» Übungsaufgaben
a. Fasse den Text über Irrtümer an der Börse in zwei Sätzen zusammen.
b. Führe den Text über Irrtümer an der Börse im Anschluss an seinen letzten Satz weiter.

Immer wieder erlebt man an der Börse, dass eine Aktie jahrelang steigt, in aller Munde ist und am Ende in der Bedeutungslosigkeit versinkt. Das passiert nicht allzu oft. Aber wenn, endet das für viele Anleger fatal. Es wirkt, als habe sich ein gewaltiger Irrtum schlimm ausgewirkt. Aber das muss niemanden passieren … sofern man die tatsächliche Quelle des Irrtums findet.
Es war schon immer so und es wird vermutlich auch nie anders: Ich begegne immer wieder Anlegerdepots, die eigentlich gut aufgestellt sind und solide Gewinne abwerfen würden, wären da nicht neben zahlreichen gut performenden Aktien auch einige „Depotleichen“, die die Gesamtperformance bremsen oder sogar ins Negative verkehren. Und man bekommt, wenn man die Depot-Besitzer darauf anspricht, immer die gleichen Antworten zu hören:
„Die haben in dem Unternehmen echt Mist gebaut“ … „diese sch… Shortseller machen die Aktie komplett nieder“ … „das konnte ja keiner ahnen“ und, eigentlich immer dabei: „Jetzt lohnt es sich ja auch nicht mehr, da auszusteigen“. Was oft auch stimmt. Aber die eigentliche Frage ist ja nicht, ob man noch aussteigen sollte, wenn das Kind im Brunnen liegt, sondern warum man es nicht getan hat, bevor es überhaupt in den Brunnen fiel. Denn um das gleich voranzustellen:
Irren ist unumgänglich. Irrtümer zu ignorieren, ist das Problem
Irren darf man sich, das ist an der Börse letzten Endes sogar unvermeidlich. Schliesslich kann man nie wissen, die die Rahmenbedingungen in ein, zwei oder zehn Jahren aussehen werden. Wer kauft oder verkauft, tut das an der Börse immer in einem Umfeld der Unsicherheit. Die Probleme entstehen nicht, weil man sich geirrt hat. Sondern nur dann, wenn man das verdrängt oder stur darauf beharrt, recht zu haben, obwohl die Fakten das Gegenteil darlegen. Das Problem wird erst deshalb gross, weil man es als Anleger zugelassen hat. Dann wird aus einem jederzeit möglichen Irrtum ein grosser Irrtum.

Sie sehen es ja in den diesen Beitrag begleitenden Charts: Keine Aktie, kein Index und auch nicht der ganz unten abgebildete Ölpreis (der zeigen soll, dass sich so etwas keineswegs auf den Aktienmarkt beschränkt), fielen über Nacht von 100 auf 0. Man hätte etwas tun können. Aber ich wage aufgrund dessen, was ich so über die letzten Jahrzehnte erlebt habe zu behaupten: Nicht nur relativ viele reagieren nicht, wenn sie es müssten, sondern die meisten. Die Frage ist, warum das so ist.

» Datenzeilen
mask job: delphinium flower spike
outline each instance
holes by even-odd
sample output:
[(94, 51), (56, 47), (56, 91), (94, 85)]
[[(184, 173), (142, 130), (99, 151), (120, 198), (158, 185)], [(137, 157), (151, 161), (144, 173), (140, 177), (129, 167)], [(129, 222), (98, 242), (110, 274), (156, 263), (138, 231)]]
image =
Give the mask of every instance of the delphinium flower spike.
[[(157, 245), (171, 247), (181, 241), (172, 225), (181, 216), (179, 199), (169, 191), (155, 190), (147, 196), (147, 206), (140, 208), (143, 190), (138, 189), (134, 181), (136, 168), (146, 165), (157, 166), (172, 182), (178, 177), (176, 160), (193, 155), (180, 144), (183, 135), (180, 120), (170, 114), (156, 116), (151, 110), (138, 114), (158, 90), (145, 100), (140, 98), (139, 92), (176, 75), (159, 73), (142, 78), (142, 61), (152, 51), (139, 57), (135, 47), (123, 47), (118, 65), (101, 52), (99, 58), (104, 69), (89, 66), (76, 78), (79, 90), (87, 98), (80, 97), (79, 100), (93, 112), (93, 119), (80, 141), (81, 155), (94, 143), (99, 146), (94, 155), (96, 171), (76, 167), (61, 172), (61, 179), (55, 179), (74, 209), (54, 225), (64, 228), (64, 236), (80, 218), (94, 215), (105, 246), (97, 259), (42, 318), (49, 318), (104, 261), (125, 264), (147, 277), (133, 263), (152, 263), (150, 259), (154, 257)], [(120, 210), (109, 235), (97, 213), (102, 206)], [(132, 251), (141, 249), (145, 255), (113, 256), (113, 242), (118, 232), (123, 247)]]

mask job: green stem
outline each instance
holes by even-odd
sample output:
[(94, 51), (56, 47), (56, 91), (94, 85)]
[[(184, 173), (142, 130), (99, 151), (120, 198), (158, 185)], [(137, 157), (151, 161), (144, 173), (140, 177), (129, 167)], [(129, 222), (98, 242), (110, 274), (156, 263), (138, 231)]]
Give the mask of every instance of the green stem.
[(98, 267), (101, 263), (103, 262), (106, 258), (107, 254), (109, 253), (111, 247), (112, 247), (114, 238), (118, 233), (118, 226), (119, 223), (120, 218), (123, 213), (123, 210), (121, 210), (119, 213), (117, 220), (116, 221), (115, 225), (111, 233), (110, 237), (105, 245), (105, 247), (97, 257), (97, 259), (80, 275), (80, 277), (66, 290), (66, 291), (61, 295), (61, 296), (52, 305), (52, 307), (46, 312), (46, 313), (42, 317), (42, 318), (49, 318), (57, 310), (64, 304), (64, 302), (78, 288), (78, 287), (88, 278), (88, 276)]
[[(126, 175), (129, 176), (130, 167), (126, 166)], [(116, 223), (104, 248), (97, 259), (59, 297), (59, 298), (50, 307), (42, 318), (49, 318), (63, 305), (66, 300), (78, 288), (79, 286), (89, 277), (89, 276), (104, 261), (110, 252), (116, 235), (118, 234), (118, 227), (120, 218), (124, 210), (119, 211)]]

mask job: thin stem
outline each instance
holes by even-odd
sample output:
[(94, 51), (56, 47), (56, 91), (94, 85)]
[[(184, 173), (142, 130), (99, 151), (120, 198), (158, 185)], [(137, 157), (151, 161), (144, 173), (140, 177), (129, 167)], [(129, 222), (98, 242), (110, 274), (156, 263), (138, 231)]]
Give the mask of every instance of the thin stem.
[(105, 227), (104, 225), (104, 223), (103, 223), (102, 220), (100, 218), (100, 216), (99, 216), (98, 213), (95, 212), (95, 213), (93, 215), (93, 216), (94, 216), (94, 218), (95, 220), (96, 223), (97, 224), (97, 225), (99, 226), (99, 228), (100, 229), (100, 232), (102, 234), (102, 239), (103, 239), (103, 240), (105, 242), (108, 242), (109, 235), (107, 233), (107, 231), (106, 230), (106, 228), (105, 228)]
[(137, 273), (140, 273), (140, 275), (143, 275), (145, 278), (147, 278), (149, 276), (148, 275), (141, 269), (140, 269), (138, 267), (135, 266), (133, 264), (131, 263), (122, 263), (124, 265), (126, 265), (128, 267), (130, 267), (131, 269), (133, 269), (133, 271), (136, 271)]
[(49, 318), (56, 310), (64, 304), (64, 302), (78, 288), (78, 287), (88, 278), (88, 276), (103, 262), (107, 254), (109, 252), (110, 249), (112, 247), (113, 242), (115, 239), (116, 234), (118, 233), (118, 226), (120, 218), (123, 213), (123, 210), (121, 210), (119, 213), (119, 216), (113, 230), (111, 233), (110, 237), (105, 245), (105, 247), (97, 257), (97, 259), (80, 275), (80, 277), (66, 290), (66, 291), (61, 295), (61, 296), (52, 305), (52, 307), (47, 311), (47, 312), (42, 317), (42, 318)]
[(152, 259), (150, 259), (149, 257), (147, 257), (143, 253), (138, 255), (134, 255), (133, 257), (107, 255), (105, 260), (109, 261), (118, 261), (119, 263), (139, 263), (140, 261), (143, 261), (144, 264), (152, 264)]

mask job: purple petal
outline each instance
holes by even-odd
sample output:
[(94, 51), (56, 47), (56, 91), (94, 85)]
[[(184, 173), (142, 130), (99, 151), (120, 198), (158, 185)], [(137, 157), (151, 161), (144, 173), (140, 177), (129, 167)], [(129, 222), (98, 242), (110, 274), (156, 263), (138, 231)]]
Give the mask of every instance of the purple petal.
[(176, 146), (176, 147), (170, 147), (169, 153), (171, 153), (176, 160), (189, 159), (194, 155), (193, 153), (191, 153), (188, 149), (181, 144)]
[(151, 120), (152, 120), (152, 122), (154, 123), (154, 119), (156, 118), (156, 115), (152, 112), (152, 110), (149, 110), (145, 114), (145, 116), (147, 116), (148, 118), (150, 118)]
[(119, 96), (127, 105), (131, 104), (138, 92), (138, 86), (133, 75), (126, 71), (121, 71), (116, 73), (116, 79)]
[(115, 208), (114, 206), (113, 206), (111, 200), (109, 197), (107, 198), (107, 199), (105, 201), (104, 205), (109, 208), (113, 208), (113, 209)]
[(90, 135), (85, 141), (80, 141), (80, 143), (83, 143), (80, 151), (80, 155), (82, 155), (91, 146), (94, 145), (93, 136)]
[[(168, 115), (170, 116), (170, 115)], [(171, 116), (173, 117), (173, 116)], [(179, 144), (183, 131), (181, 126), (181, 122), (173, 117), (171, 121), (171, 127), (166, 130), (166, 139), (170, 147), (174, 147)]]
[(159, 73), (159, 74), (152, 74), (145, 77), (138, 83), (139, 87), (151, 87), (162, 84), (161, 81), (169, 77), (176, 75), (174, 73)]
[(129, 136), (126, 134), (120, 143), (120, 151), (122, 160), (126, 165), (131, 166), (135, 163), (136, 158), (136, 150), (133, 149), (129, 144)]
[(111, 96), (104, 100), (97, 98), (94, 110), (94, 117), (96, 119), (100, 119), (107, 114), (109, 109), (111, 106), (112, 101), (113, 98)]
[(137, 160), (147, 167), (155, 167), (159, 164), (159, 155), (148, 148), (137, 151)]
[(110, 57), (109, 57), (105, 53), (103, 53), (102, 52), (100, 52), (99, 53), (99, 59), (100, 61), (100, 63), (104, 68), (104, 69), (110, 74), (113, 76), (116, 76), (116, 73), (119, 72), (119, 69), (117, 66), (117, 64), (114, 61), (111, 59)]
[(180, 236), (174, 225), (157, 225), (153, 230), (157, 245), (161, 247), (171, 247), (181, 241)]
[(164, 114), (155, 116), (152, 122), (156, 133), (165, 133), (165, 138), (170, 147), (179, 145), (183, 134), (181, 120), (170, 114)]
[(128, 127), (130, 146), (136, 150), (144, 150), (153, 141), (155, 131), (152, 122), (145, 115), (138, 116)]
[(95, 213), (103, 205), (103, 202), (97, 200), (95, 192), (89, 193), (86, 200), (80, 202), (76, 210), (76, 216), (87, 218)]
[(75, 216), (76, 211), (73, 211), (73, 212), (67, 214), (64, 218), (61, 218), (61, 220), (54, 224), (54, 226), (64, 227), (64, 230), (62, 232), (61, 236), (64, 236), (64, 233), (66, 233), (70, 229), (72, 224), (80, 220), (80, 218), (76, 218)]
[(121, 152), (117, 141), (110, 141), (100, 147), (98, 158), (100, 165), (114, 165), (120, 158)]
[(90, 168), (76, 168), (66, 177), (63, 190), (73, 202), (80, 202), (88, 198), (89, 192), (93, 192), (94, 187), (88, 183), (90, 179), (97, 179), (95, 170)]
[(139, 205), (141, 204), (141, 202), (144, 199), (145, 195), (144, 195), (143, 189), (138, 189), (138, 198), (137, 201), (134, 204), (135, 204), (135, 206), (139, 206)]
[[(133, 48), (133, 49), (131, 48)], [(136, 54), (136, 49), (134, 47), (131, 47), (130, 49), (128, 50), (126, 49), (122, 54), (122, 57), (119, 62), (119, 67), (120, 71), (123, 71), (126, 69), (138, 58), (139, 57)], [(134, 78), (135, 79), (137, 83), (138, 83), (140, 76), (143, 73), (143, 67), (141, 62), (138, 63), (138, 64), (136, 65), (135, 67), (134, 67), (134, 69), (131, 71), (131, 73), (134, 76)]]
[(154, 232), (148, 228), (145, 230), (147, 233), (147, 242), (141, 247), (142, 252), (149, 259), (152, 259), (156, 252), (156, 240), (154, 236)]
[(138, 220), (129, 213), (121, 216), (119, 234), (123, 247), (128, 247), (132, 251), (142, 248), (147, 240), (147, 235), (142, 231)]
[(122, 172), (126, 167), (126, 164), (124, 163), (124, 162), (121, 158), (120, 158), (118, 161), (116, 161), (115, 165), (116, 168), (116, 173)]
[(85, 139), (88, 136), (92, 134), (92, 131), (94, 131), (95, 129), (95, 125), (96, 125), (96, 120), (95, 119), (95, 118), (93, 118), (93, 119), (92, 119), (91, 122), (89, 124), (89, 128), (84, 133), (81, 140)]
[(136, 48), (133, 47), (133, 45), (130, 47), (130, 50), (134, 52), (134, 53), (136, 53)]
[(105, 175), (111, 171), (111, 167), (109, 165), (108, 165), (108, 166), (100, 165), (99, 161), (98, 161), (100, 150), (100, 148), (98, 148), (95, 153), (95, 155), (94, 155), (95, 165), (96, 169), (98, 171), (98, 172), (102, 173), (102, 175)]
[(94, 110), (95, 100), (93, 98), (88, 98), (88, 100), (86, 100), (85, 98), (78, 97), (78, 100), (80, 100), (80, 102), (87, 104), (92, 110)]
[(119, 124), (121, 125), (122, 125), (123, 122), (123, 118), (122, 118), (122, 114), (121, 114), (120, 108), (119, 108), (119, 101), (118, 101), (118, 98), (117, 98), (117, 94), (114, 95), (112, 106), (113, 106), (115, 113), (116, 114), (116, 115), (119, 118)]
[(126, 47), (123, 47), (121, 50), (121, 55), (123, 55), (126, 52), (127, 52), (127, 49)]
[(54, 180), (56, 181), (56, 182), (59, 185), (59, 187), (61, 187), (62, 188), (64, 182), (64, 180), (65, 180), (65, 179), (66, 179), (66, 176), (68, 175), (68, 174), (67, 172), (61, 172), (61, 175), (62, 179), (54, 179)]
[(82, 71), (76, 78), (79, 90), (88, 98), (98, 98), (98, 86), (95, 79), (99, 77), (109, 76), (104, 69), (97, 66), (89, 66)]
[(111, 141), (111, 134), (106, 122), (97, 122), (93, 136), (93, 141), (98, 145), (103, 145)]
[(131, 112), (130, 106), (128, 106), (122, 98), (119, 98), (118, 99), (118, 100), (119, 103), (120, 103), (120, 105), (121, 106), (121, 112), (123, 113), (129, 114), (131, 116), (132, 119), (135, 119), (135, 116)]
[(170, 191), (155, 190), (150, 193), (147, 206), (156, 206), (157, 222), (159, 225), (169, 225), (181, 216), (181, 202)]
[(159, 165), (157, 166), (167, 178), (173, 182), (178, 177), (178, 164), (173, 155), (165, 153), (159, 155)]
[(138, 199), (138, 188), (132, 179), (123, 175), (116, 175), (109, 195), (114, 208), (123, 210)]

» Schriftliche Lösungen
a. Irrtümer sind an der Börse unvermeidlich, weil man dort immer in einem Umfeld der Unsicherheit kauft oder verkauft. Zum Problem werden sie erst, wenn Anleger sie verdrängen oder stur auf ihrem Recht beharren, obwohl die Fakten dagegen sprechen und man rechtzeitig hätte handeln können, da kein Kurs über Nacht von 100 auf 0 fällt.

b.
Hierzu heute ein paar Gedanken und Vermutungen, die vielleicht hilfreich sind. Denn meiner Erfahrung nach sind grosse Verluste fast immer das Ergebnis eines von den Kursen losgelösten Irrtums … nämlich dem, dass sich das alles schon wieder von alleine einrenkt, ohne dass man selbst Entscheidungen treffen müsste. Das passiert vielen, da schliesse ich mich selbst durchaus mit ein. Und das muss einfach nicht sein.

Man muss keine Bilanzen lesen können, aber man muss verstehen, wie die Börse „tickt“
Es gibt ein paar Gründe, warum Anleger an Aktien festhalten, die auf einmal ganz und gar nicht so laufen, wie sie sich das zuvor beim Einstieg ausgemalt hatten. Dabei ist mangelndes Fach- bzw. sogar Börsen-Grundwissen zwar auch eine Ursache, aber nicht entscheidend für das Verlust-Drama an sich. Denn um zu erkennen, ob gerade ein Trend gebrochen ist, muss ich nicht imstande sein, die Bilanz des betroffenen Unternehmens genau unter die Lupe zu nehmen.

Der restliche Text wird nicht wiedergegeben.